Picture annotation records:
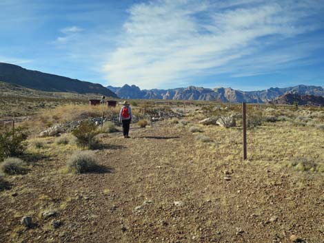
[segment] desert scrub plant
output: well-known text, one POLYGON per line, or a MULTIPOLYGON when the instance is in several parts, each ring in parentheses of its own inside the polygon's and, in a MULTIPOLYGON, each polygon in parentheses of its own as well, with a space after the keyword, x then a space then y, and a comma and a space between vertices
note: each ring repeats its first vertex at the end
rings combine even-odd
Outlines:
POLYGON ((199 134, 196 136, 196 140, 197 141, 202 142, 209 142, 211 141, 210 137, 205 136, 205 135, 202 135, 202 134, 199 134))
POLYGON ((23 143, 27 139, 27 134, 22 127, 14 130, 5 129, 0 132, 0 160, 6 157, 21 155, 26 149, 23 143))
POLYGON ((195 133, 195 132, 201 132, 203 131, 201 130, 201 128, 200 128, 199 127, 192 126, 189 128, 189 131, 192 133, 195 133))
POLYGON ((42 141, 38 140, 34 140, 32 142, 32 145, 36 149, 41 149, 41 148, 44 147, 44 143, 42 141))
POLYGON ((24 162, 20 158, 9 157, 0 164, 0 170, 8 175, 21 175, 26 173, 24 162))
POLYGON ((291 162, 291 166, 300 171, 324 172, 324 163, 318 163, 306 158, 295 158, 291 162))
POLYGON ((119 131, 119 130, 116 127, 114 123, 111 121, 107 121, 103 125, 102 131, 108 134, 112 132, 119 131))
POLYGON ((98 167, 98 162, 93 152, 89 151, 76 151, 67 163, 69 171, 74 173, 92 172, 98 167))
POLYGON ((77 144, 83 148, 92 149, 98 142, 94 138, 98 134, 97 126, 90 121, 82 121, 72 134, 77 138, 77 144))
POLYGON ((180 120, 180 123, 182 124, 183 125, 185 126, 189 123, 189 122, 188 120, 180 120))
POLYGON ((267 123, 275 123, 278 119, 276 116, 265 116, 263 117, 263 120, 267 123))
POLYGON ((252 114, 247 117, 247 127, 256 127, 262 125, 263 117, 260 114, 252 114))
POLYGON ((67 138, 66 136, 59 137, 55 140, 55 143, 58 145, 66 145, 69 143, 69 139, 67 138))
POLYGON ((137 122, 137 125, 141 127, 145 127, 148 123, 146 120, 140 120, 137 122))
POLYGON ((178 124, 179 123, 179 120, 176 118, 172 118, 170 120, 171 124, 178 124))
--
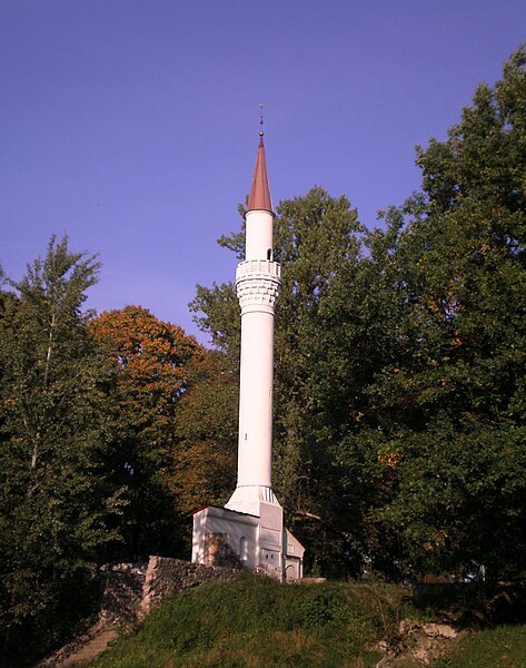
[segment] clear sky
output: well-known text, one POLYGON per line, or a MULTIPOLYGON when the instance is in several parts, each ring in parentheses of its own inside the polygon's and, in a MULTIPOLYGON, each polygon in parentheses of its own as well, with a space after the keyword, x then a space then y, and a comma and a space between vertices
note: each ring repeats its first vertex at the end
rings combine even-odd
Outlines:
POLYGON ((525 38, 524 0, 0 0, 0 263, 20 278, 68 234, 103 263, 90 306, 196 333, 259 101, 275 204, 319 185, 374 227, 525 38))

Stated problem: Copy out the listing lines between the one holding "[segment] clear sky" and the one holding "POLYGON ((525 38, 524", inclusive, reproducing them without change.

Output of the task:
[segment] clear sky
output: well-known text, one POLYGON per line, or a MULTIPOLYGON when the instance is in several parts, each ring in parentheses of its own inside the polygon's and, in a MULTIPOLYGON, each polygon in parentheses of its own as well, with a space after the keyword, x then a space then y, and a comma and a space between vertices
note: each ring repeats its first vertex at the end
rings combine even-odd
Outlines:
POLYGON ((525 38, 524 0, 0 0, 0 263, 20 278, 68 234, 103 263, 90 306, 196 333, 259 101, 275 204, 319 185, 374 227, 525 38))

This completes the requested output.